İstenen görevler:
[1] Sâlim Efendi hakkındaki metne göre Husrev ü Şîrîn mesnevisi kime sunulmuştur?
[2] Listede "Query: yellow safety vest" ifadesini içeren satırdan listenin sonuna kadar uzanan bölümü, iki uç da dahil olmak üzere, her satır için bir dize içeren bir JSON listesine dönüştürün. Boş satırları dışarıda bırakın.

Verilen metin:
■ ■ ■ ■
Madde Detay
SÂLİM, Seyyid Mustafa Sâlim Efendi
(d. 1195/1780-81 - ö. ?/?)
divan şairi
(Divan/Yazılı Edebiyat / 18. Yüzyıl / Anadolu-Osmanlı-Türkiye)
ISBN: 978-9944-237-86-4
Sâlim Efendi’nin asıl adı Mustafa'dır ve Seyyid Mustafa olarak anılmıştır (Sâlim. Rind ü Zâhid. Süleymaniye Ktp. Es’ad Efendi Böl. Nu. 289. vr.53a). Şairin öz babasının adı Rûmeli eşrâfından Tevfîk Efendi kethüdâsı Mustafâ Râşid Efendî, üvey babasınınki ise İhyâ Efendi'dir (Arif Hikmet: vr. 34b). Doğum yeri ve tarihi kaynaklarda belirtilmemiştir. Ancak şair, Husrev ü Şîrîn mesnevisinin bir beytinde bu eseri yazdığında yirmi yaşında olduğunu söylemektedir (Sâlim. Husrev ü Şîrîn. Vat. Turco 284. vr. 53b). Şairin, eserinde verdiği bu bilgiye göre, onun 1195/1780-1781 yılında doğmuş olduğu söylenebilir. Kadı iken üvey babası İhyâ Efendi’nin yardımlarıyla müderris olmuş, en son Bursa’da müfettiş vekili iken vefat etmiştir (Arif Hikmet: vr. 34b; Çınarcı 2007: 69). Ölüm tarihi bilinmemekte fakat Mehmed Süreyyâʾnın Sicill-i Osmânî'sinde verilen 1233/1818 tarihi, Husrev ü Şîrîn şairi Sâlim Efendiʾnin ölüm tarihi olabilir (1311: 4).
Sâlim’in iki eseri tespit edilmiştir:
1. Husrev ü Şîrîn: Mesnevi şeklinde kaleme alınan bu eserde, Husrev ve Şîrîn’in aşk hikâyeleri konu edilmiştir. Şairin amacı, Şeyhî’nin eserindeki sözlerin eski ve anlaşılmazlığına karşılık lafı uzatmadan öz bir şekilde yazmaktır. Sâlim, eserini hikmetli sözler söyleme yeri olarak görmemiş, asıl konunun “aşk” hikâyesi olduğunu belirterek bu tür bölümlere yer vermemiştir. 1215/1801 yılında yazılan bu mesnevi III. Selîm’e sunulmuştur. Mesnevinin bilinen iki nüshası bulunmaktadır. Yazma nüshalarından biri Tahran’da Kitabhâne-i Meclis-i Şûrâ-yı Milli’de 8574 ve diğeri de Vatikan Kütüphanesi Türkçe Yazmalar Bölümünde Vat. Turco 284 numaraları ile kayıtlıdır. Mesnevi yayımlanmıştır (Ayan 2010).
■ ■ ■ ■
Kontur etiketleme kayıtları:
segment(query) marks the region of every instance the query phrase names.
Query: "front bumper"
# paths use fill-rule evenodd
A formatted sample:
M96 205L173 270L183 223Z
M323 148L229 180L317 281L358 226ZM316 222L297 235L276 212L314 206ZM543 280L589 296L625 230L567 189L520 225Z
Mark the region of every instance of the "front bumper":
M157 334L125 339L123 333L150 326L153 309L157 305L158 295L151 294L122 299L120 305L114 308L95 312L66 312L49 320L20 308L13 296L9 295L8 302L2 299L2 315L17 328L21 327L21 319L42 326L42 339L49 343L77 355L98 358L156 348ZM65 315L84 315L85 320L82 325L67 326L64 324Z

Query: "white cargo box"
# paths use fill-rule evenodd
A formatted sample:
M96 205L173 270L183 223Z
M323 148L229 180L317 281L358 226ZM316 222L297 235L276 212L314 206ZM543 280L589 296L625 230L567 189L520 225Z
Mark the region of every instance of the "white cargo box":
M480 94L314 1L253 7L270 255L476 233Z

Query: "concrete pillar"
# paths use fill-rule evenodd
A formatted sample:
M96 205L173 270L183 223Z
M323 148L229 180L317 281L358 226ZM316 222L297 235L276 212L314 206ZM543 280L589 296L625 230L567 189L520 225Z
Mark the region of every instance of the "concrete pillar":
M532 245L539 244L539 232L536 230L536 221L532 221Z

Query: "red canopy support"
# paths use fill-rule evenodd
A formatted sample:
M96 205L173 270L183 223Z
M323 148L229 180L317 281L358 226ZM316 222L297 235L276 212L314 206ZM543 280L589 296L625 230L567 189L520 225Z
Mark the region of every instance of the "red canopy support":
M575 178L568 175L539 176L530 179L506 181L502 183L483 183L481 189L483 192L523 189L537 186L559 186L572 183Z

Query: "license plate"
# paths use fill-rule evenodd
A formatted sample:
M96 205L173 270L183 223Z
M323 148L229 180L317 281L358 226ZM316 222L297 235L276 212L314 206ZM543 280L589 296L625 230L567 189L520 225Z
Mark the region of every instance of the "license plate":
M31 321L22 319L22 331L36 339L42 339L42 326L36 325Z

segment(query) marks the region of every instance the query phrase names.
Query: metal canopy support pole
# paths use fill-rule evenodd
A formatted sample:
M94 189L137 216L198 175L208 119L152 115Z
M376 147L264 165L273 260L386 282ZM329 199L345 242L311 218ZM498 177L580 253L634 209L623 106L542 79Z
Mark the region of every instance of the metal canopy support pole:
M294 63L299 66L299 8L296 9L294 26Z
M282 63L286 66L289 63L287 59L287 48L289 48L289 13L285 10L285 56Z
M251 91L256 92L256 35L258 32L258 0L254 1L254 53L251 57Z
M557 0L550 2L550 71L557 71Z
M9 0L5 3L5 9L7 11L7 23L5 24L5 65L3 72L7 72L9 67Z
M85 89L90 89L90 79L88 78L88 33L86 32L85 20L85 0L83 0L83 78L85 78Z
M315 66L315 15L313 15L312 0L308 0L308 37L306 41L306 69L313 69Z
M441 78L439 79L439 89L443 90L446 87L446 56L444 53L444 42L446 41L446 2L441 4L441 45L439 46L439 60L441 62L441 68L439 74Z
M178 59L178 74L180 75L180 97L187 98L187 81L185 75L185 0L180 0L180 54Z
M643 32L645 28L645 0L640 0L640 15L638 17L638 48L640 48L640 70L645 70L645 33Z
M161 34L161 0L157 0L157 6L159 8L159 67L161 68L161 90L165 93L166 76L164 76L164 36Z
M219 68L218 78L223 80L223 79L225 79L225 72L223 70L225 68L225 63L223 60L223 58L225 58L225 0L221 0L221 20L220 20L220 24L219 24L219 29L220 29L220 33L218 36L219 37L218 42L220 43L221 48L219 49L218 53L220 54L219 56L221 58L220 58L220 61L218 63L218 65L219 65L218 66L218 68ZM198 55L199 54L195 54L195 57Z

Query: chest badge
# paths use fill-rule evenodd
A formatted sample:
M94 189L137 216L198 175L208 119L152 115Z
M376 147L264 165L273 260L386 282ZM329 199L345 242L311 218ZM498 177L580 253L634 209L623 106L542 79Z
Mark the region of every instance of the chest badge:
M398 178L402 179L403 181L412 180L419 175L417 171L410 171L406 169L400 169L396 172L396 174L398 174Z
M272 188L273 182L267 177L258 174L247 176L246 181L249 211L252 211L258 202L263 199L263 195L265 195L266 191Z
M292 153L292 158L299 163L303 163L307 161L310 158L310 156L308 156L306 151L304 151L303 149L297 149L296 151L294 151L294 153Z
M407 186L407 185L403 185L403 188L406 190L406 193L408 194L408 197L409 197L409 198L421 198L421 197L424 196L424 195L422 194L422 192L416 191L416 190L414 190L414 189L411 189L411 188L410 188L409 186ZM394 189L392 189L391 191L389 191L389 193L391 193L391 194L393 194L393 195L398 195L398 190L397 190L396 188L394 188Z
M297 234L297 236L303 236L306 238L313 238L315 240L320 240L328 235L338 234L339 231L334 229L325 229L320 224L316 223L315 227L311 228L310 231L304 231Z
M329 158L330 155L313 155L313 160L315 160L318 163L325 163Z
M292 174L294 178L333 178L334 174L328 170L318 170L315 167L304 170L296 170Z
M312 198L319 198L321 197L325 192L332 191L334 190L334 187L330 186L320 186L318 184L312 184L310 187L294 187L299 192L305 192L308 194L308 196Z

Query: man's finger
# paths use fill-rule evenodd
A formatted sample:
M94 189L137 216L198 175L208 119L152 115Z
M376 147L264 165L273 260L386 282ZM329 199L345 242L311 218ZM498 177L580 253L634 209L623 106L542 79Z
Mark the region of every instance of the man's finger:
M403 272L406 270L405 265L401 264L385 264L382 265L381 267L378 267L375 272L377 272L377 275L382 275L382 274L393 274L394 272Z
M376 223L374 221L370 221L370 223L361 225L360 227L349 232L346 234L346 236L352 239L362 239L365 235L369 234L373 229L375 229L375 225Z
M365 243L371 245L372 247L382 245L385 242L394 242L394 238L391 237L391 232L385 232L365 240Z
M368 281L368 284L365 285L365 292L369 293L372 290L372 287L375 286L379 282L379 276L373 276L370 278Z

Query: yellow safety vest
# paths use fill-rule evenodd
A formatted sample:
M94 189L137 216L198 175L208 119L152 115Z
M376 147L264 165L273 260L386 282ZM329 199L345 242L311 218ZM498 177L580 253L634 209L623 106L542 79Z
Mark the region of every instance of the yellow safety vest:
■ ■ ■ ■
Görev yanıtları:
[1] III. Selîm'e sunulmuştur.

[2]
[
  "Query: yellow safety vest",
  "# paths use fill-rule evenodd",
  "A formatted sample:",
  "M94 189L137 216L198 175L208 119L152 115Z",
  "M376 147L264 165L273 260L386 282ZM329 199L345 242L311 218ZM498 177L580 253L634 209L623 106L542 79Z",
  "Mark the region of every instance of the yellow safety vest:"
]